TEXT EXCERPT
━━━

TWTWTW #12 | 🌍 Society and politics 👂 Public relations 💻 Technology 🍆 Social media
⏸ Twitter politics 🔍 Big tech monopolies 🙊 The Dialogue Project 🚗 Tesla abandons PR 🎤 #PRtech 📧 Email 🧅 Sexy onions 🛹 TikTok
Welcome to another week of That Was The Week That Was in public relations and communciation. Remember you can also now read it as Your PR Primer on PRmoment (link to the first one last week). Both versions are slightly different so it’s worth subscribing to both. Did I mention they are both free?
🌍 Society and politics
⏸ Twitter politics - Social media companies get a lot of flack for the way they do and don’t ‘regulate’ public discourse. Twitter is implementing several measures to improve the tone of conversation. I’ve been doing political social media since before it was called social media. I was the third politician and first councillor in the UK to have a blog. I ran the UK’s first Twitter campaign for a senior politician (it would have been the world’s first, but John Edwards beat us to it by doing it while ours was still just a plan). Twitter’s additional steps are the right ones. I particularly like the prompt to pause and add commentary by opening the Quote Tweet composer if people try to just retweet. This should be good for public discourse and Twitter deserves praise as it is doing so despite recognising it will add “friction” for users. I got this news direct via Nick Pickles, senior director, public policy strategy and development at Twitter who I’ve known for years, since before he was a Conservative Party candidate for Wakefield, standing against my friend Mary Creagh.

━━━

DATA LISTING
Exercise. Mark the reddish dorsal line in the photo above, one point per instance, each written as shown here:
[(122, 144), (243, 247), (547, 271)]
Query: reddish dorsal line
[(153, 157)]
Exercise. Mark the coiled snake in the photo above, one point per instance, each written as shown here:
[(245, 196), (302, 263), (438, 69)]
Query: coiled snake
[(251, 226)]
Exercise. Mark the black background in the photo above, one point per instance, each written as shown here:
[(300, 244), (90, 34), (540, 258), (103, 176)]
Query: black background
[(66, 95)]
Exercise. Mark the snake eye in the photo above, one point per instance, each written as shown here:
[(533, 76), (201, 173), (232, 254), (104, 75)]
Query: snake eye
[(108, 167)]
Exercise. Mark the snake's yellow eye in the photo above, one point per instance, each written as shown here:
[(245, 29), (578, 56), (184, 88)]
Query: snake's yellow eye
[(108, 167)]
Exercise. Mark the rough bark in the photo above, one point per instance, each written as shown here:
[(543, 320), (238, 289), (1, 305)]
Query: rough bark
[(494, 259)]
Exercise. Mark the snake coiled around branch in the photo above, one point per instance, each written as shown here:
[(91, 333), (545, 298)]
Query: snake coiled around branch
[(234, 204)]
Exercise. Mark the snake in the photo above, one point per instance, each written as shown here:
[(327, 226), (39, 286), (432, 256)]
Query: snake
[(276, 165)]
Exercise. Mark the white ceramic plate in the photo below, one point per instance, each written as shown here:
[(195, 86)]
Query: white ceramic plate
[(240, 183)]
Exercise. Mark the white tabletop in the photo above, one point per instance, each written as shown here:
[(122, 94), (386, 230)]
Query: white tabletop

━━━

Return, word for word, the part of the newsletter that begins at "TWTWTW #12 |" and stops after "are both free?".

RESPONSE TO THIS EXERCISE
TWTWTW #12 | 🌍 Society and politics 👂 Public relations 💻 Technology 🍆 Social media
⏸ Twitter politics 🔍 Big tech monopolies 🙊 The Dialogue Project 🚗 Tesla abandons PR 🎤 #PRtech 📧 Email 🧅 Sexy onions 🛹 TikTok
Welcome to another week of That Was The Week That Was in public relations and communciation. Remember you can also now read it as Your PR Primer on PRmoment (link to the first one last week). Both versions are slightly different so it’s worth subscribing to both. Did I mention they are both free?